§ DOKUMEN SUMBER
Perkawinan
Usia Muda
Oleh: M.
Quraish Shihab
Beberapa minggu lalu saya mendapat
kehormatan hadir di Mahkamah Konstitusi sebagai saksi ahli yang diharapkan
menyampaikan pandangan Islam tentang perkawinan usia muda.
Di sana
antara lain saya kemukakan bahwa: al-Qur’an dan Sunnah Nabi saw. tidak
menetapkan usia tertentu untuk perkawinan. Ini karena pada dasarnya, al-Qur’an
tidak merinci persoalan-persoalan yang dapat mengalami perubahan akibat
perkembangan masa atau perbedaan situasi dan pelaku. Yang dirincinya adalah
hal-hal yang dibutuhkan manusia, tetapi tidak dapat terjangkau oleh nalarnya,
seperti persoalan-persoalan metafisika.
Dalam
konteks perkawinan, a-Qur’an dan Sunnah antara lain menetapkan tujuan
perkawinan. Suami istri, menurut al-Qur’an, hendaknya topang-menopang:
Istri-istri adalah pakaian buat kamu (wahai suami) dan kamu pun pakaian buat
mereka (QS. al-Baqarah [2]: 187 ) dan saling bermusyawarah (QS.
ath-Thalaq [65]: 6). Nah, bagaimana itu dapat diwujudkan kalau istri belum
mencapai tingkat mental, emosional, dan spiritual yang dapat mendukung tujuan
tersebut.

§ PETUNJUK TUGAS
**A.** Jawablah pertanyaan berikut berdasarkan tulisan tentang perkawinan usia muda.
(i) Di lembaga apa penulis hadir sebagai saksi ahli?
(ii) Hal-hal apa yang dirinci oleh al-Qur'an?
(iii) Menurut QS. al-Baqarah [2]: 187 yang dikutip, istri-istri adalah apa bagi para suami?
**B.** Teruskan tulisan tentang perkawinan usia muda mulai dari kalimat terakhirnya.
Daftar di bawah ini adalah bahan tersendiri yang terpisah dari tulisan tentang perkawinan usia muda.

§ CUPLIKAN DATA
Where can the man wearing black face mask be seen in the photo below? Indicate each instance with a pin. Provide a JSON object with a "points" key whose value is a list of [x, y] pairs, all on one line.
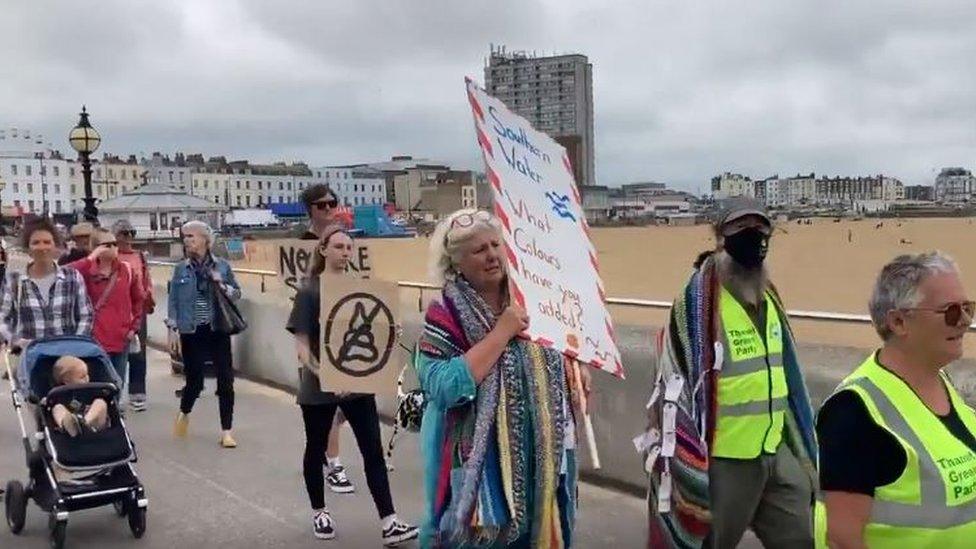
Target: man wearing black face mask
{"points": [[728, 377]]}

--

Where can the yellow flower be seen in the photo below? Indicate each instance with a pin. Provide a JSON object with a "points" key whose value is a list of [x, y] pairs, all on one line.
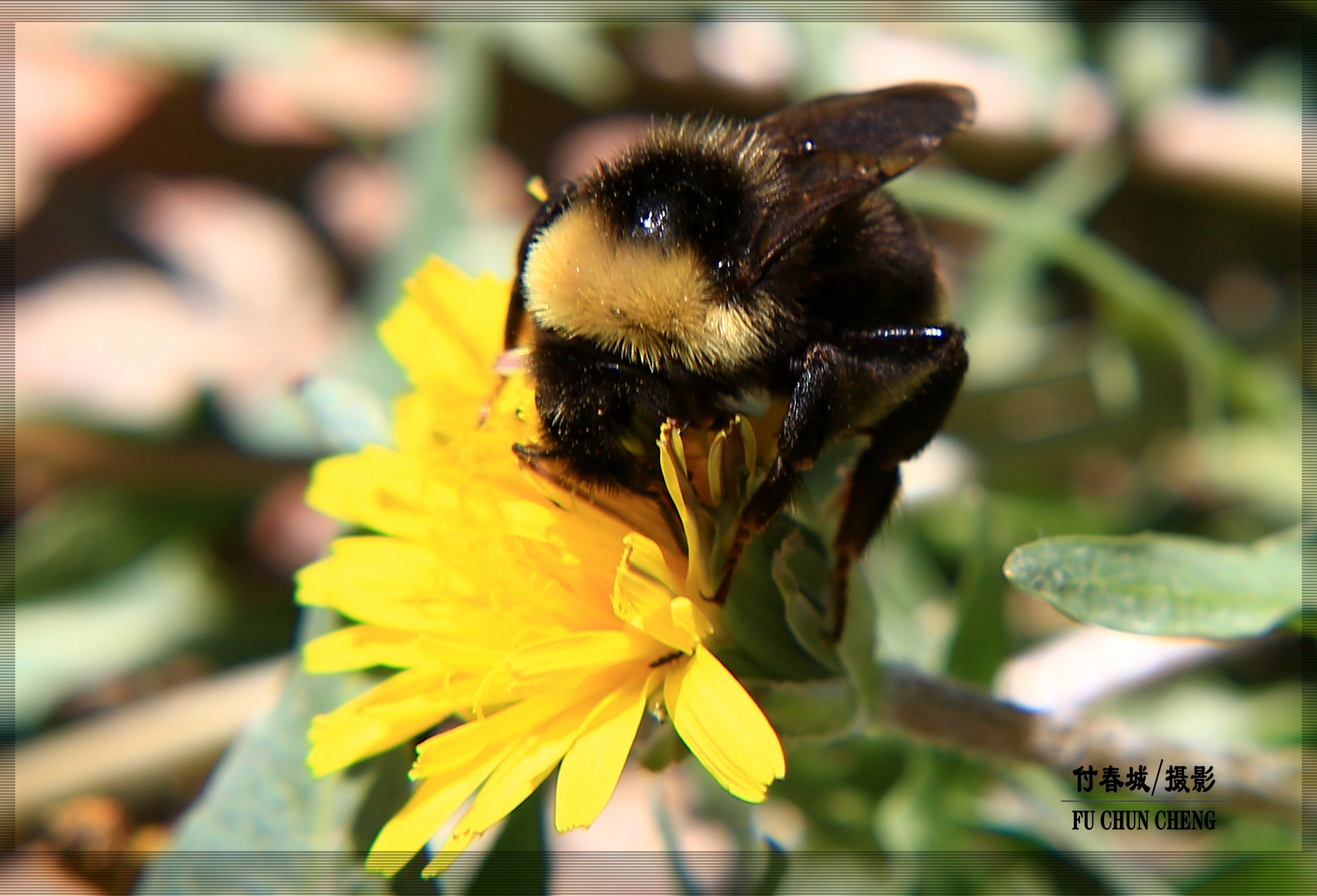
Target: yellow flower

§ JAWABAN
**A.**
(i) Penulis hadir sebagai saksi ahli di Mahkamah Konstitusi.
(ii) Al-Qur'an merinci hal-hal yang dibutuhkan manusia tetapi tidak dapat terjangkau oleh nalarnya, seperti persoalan-persoalan metafisika.
(iii) Istri-istri adalah pakaian bagi para suami, dan para suami pun pakaian bagi mereka.

**B.**
Istri
oleh Nabi diserahi tugas pokok, yaitu mengurus rumah tangga. Bahkan boleh jadi
dewasa ini lebih dari itu karena pada hakikatnya fungsi keluarga bukan hanya
reproduksi atau ekonomi, tetapi lebih dari itu, antara lain fungsi sosialisasi
dan pendidikan . Nah, bagaimana mungkin seorang anak berumur enam belas
tahun—yakni belum tamat Sekolah Menengah Atas—dapat melaksanakan fungsi
tersebut kalau dia sendiri belum siap secara fisik, mental, dan spiritual?
Jangankan
perkawinan, menyerahkan harta kepada anak yatim telah mencapai usia dewasa pun
tidak diperkenankan al-Qur’an (QS. an-Nisaa’ [4]: 6)—walau harta itu
adalah miliknya yang berada di tangan wali, kecuali setelah sang wali
mengujinya dan menemukannya telah mencapai apa yang dinamai oleh
al-Qur’an rusyd. Kata ini bukan sekadar berarti kemampuan fisik atau
nalar, tetapi juga kesehatan mental dan spiritual. Memang bisa saja ada seorang
yang telah melampaui usia delapan belas atau bahkan dua puluh tahun tapi ia
dinilai belum dewasa sehingga belum dapat diberi tanggung jawab.
Sekali
lagi, Islam tidak menetapkan batas tertentu bagi usia perkawinan. Itu sebabnya
ditemukan dalam literatur hukum Islam aneka pendapat ulama dan mazhab
menyangkut batas minimal usia calon suami dan istri.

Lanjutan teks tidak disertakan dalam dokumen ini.